-------- Material for this task --------

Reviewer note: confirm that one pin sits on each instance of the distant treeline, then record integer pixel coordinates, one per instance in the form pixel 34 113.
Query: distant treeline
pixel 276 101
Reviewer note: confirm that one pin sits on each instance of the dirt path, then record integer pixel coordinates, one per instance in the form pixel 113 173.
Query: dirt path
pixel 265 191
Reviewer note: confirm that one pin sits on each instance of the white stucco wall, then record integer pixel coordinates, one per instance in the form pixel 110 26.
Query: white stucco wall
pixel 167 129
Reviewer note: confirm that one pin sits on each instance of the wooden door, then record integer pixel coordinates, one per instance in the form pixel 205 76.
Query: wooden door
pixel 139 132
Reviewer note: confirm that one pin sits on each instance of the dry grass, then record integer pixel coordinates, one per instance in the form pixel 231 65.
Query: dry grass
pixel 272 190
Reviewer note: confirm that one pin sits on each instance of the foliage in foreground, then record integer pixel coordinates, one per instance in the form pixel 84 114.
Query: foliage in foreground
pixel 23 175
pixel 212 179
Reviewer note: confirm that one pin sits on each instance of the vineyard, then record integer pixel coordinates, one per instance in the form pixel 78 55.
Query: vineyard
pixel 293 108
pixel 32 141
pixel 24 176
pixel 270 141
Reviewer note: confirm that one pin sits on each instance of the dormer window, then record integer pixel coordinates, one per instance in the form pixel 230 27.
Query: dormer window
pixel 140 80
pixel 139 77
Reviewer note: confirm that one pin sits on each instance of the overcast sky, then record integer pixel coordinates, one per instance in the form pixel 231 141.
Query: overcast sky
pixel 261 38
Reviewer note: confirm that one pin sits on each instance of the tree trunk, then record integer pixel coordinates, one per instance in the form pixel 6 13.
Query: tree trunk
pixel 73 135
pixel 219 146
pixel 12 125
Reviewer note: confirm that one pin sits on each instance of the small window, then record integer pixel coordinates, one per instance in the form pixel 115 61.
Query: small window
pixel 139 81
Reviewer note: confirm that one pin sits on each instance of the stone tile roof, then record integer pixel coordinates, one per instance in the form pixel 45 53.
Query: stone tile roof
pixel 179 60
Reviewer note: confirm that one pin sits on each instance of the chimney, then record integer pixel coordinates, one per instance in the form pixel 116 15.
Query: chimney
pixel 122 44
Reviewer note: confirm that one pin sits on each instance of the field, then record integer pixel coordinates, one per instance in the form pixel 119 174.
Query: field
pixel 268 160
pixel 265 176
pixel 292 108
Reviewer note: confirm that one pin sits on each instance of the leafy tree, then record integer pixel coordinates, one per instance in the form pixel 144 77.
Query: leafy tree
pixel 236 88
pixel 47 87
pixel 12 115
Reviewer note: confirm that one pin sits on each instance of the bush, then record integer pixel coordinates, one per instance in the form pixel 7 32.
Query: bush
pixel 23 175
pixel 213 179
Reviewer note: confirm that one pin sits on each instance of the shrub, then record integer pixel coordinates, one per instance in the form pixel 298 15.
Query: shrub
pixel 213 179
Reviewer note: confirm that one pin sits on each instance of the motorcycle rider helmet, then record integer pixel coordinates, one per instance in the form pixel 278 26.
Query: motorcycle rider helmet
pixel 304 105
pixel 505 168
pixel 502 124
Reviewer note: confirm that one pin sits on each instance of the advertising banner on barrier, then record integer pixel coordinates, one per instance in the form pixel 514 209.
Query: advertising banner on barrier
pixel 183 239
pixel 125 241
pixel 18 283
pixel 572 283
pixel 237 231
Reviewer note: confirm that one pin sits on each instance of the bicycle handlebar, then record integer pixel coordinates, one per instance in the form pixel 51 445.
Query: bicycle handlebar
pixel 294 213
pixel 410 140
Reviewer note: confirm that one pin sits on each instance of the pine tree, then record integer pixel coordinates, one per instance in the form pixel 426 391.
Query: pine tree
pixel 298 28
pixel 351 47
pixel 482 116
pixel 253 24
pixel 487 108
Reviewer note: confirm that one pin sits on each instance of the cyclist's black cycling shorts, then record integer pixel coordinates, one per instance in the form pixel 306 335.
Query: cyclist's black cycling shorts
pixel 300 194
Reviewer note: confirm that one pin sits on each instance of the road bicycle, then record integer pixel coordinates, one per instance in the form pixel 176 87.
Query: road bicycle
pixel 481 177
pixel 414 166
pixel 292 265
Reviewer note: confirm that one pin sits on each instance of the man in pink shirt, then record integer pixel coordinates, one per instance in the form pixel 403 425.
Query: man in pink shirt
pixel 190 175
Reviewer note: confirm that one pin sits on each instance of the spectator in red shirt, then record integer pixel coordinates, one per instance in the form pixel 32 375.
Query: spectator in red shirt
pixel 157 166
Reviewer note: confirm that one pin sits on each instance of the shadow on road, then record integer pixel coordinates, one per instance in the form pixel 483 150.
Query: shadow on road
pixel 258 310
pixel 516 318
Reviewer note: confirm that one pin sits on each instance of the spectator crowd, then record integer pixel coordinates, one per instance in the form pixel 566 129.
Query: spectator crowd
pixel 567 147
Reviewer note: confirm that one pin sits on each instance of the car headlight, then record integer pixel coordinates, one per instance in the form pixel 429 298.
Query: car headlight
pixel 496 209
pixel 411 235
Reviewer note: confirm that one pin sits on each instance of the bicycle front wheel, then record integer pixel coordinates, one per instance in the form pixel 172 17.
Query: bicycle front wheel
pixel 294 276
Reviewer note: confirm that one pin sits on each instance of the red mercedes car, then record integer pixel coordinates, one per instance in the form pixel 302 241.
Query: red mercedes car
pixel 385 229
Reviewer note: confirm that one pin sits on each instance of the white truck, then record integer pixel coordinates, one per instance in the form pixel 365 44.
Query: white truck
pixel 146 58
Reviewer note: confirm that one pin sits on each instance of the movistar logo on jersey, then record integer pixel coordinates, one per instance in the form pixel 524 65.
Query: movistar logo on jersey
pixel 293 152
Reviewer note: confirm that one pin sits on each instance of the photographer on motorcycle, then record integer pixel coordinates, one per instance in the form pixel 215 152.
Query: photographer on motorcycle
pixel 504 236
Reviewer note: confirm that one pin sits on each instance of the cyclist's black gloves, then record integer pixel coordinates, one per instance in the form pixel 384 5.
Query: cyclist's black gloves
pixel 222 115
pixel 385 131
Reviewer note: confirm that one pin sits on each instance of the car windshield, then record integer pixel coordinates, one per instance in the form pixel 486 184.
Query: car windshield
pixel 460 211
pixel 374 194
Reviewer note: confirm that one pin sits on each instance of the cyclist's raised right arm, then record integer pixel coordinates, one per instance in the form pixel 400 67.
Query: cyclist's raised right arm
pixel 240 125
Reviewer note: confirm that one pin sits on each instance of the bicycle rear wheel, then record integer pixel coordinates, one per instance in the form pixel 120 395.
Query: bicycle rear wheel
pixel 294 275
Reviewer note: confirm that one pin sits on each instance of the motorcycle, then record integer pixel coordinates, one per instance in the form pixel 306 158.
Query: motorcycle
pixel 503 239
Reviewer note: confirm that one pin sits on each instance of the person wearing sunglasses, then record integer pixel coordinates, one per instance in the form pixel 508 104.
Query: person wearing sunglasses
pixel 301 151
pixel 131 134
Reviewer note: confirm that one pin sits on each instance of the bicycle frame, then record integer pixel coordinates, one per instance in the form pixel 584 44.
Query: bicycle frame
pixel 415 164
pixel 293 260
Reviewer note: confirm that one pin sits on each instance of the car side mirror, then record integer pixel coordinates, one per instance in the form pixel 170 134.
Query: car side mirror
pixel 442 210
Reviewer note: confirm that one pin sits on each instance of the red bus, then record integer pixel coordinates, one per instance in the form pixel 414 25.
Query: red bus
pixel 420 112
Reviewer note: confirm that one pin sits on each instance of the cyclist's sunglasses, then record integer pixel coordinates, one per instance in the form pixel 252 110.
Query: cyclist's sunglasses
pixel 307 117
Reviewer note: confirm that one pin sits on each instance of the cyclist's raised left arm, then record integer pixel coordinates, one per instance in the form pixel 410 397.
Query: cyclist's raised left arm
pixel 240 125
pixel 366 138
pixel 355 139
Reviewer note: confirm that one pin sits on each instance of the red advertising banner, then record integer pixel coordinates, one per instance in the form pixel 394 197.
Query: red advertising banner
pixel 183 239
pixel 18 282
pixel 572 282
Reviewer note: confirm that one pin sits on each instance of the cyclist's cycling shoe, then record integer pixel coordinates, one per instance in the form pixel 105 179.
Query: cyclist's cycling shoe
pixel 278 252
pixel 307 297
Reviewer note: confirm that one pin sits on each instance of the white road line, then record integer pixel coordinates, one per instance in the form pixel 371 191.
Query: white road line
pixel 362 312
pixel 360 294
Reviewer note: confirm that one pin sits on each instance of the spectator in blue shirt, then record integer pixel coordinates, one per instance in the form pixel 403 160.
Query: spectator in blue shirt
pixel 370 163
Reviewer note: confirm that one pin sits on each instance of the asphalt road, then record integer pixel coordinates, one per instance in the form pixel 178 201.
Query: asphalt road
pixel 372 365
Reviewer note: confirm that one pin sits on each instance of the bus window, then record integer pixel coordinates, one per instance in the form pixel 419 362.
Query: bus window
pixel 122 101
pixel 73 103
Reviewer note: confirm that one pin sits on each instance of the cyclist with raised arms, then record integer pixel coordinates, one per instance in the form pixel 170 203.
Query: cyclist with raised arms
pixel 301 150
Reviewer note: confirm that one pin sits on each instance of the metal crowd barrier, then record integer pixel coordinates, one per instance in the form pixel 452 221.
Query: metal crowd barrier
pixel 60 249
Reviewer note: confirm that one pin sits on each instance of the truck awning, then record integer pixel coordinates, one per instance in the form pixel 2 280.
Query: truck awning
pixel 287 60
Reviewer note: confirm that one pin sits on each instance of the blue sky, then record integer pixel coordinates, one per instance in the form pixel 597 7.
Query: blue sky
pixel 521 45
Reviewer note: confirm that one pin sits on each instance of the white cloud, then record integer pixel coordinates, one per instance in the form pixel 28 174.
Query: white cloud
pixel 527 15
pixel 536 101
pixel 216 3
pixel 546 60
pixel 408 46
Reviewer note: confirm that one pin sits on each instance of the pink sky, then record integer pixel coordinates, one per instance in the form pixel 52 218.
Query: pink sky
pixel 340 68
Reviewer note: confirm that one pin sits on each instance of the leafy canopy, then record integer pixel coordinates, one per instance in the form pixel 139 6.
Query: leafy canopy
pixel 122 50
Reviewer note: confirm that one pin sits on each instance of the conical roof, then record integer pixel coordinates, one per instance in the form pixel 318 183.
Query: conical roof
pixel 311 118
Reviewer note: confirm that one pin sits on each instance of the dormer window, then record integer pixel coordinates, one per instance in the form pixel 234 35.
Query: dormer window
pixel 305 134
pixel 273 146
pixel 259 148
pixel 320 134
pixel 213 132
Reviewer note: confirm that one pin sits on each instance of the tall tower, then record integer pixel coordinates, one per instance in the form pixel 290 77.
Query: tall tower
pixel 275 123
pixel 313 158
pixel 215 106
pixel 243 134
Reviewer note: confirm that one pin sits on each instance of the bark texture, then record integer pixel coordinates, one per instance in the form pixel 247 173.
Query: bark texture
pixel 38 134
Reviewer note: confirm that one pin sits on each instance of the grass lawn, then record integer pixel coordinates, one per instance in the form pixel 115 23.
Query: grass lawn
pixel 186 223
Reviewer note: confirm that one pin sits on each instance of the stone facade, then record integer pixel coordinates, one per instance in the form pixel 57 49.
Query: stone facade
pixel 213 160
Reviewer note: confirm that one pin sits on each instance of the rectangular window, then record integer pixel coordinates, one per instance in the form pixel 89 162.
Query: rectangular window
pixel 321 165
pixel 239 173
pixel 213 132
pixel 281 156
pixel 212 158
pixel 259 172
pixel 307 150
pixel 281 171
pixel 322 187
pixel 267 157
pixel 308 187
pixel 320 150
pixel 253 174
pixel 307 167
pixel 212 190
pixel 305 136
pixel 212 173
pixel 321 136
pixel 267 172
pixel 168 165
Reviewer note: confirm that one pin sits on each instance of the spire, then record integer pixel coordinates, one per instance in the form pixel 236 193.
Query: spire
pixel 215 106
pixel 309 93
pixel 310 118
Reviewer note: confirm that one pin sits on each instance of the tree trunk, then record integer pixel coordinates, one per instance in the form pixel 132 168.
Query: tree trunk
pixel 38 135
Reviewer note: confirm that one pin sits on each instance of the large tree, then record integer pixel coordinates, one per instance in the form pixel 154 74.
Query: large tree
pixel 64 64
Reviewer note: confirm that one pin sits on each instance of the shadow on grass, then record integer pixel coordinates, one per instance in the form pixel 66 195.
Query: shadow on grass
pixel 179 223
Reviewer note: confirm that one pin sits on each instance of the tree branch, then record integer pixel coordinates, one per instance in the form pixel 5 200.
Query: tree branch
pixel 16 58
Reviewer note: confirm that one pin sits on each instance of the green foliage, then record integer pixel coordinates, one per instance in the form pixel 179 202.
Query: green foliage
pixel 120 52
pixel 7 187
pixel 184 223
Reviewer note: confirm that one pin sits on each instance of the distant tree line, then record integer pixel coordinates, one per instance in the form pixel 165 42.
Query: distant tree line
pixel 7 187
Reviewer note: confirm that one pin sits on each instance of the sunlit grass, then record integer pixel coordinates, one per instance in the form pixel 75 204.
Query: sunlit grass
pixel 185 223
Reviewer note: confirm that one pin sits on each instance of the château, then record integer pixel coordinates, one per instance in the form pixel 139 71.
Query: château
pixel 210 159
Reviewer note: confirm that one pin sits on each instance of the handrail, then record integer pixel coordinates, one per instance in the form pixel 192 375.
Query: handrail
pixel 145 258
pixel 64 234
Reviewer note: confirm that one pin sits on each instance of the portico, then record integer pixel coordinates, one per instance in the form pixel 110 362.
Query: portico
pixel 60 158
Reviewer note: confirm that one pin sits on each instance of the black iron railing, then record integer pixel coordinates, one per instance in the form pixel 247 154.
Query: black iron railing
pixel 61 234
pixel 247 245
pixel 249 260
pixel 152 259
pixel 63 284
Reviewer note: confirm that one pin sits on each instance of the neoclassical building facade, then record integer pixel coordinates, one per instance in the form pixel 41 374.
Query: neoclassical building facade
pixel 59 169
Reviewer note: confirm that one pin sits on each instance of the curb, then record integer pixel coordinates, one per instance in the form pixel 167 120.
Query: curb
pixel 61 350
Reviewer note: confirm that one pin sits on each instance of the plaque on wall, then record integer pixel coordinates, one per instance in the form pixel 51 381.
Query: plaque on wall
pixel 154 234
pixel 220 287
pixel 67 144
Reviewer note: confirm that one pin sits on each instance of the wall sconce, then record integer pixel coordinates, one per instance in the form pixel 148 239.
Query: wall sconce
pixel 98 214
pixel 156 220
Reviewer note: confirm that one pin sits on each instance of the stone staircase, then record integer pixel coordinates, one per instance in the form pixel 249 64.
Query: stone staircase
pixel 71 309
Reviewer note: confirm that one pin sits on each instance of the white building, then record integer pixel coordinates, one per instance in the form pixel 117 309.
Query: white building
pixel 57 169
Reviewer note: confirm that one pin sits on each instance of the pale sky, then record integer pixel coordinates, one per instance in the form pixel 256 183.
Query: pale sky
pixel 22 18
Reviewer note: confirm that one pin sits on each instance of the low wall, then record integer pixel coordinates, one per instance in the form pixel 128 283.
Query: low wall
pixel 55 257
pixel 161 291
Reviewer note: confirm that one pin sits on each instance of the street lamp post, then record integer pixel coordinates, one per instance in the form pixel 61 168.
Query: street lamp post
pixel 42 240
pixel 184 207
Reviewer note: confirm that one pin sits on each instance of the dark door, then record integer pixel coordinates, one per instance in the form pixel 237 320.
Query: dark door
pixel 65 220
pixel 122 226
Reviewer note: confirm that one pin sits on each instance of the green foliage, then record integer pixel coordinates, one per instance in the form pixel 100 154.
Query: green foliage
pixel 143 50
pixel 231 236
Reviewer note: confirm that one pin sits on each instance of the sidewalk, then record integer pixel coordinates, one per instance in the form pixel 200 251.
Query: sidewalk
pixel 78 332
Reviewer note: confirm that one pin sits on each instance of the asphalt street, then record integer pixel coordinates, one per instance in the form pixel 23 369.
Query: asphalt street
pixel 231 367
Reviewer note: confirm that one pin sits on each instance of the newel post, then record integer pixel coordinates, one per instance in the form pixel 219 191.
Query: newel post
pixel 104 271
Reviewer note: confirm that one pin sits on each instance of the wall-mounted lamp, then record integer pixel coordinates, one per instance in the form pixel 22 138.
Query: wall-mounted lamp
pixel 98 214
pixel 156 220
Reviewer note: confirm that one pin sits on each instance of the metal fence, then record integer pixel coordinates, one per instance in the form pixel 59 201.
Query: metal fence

--------

• Problem requirements:
Copy out the part of the entries that opens with the line containing "pixel 419 362." and closes with the line containing "pixel 73 103", changing "bus window" to "tram window" and keeping every other word as it stands.

• Full output:
Reviewer note: confirm that one pin sits on each instance of the tram window, then record integer pixel coordinates, one per instance in the form pixel 419 362.
Query: tram window
pixel 122 101
pixel 73 103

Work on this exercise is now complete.